Tasks for this exercise>
[1] In the veterinary drug notes, duplicate the passage starting with "The Use of Carvedilol" and going on through "nervous system activation.".
[2] In the veterinary drug notes, rewrite the paragraph beginning "In cats with CRI, in vivo effects include" as a shorter list that keeps its main facts.

++++ Extracted text

In cats with CRI, in vivo effects include increased blood flow in the kidneys, with efferent arteriolar vasodilation, variable GFR, reduced protein loss in the urine, significantly increased appetite and weight gain, prolonged survival, mild reduction in blood pressure, reduced risk of hypokalemia, and improved quality of life. The extent of proteinuria in CRI cats has been shown to be a predictor of rate of progression of CRI, and so U-protein levels may potentially serve a screening function, and reducing proteinuria may slow progression of CRI.

The usual benazepril dose for cats for CRI is 0.5-1.0 mg/kg once daily PO and dosage adjustment in mild to moderate renal insufficiency is not necessary since 85% of metabolites are excreted through biliary pathways, and only 15% via the kidneys.

Pimobendan: What You Need to Know

This drug is a:

• Positive inotrope, [inodilator]-- a benzimidazole pyridazinone derivative

• Drug used as an adjunct with other CHF drugs

• (in combination with furosemide and benazepril, for example)

• Calcium sensitizer [ at Ca++ binding sites of troponin C]—leads to improved systolic efficiency without leading to significantly increased myocardial oxygen requirement and intracellular calcium buildup

• Mixed arterio- and veno-dilator

The Use of Carvedilol in Heart Failure in Dogs

The primary action of this drug is a beta blocker. Chronic beta receptor blockage helps to prevent the progression of congestive heart failure disease. Heart pathology in the early phases is associated with chronic sympathetic nervous system activation.

++++++++
++++ Information given

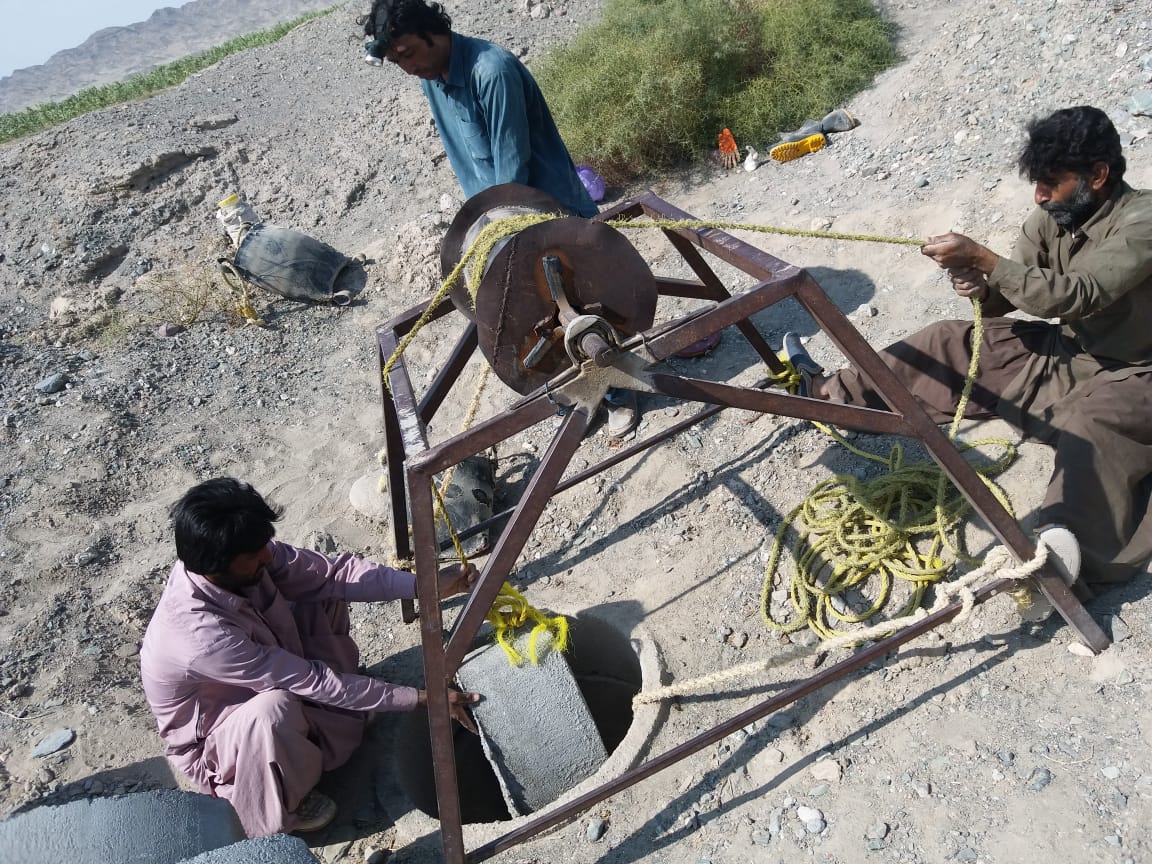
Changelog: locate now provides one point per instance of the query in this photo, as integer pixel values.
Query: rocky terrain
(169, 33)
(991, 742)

++++++++
++++ Information given

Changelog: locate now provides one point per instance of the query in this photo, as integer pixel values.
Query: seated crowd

++++++++
++++ Information given

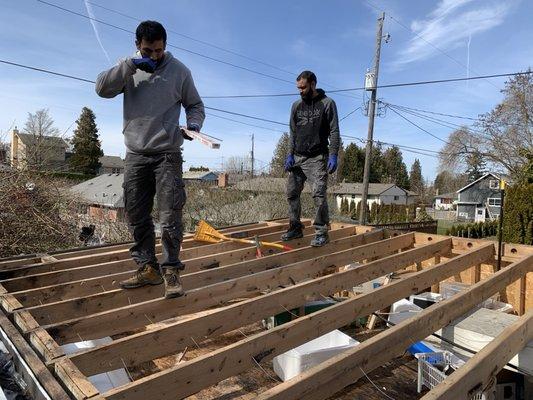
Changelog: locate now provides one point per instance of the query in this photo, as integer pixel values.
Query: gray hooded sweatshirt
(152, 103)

++++++++

Completed exercise>
[1]
The Use of Carvedilol in Heart Failure in Dogs

The primary action of this drug is a beta blocker. Chronic beta receptor blockage helps to prevent the progression of congestive heart failure disease. Heart pathology in the early phases is associated with chronic sympathetic nervous system activation.

[2]
In cats with CRI, in vivo effects include:
- Increased kidney blood flow, with efferent arteriolar vasodilation
- Variable GFR
- Reduced urinary protein loss
- Significantly increased appetite and weight gain
- Prolonged survival
- Mildly reduced blood pressure
- Reduced risk of hypokalemia
- Improved quality of life

The degree of proteinuria predicts how fast CRI progresses. U-protein levels may therefore serve for screening, and reducing proteinuria may slow the disease.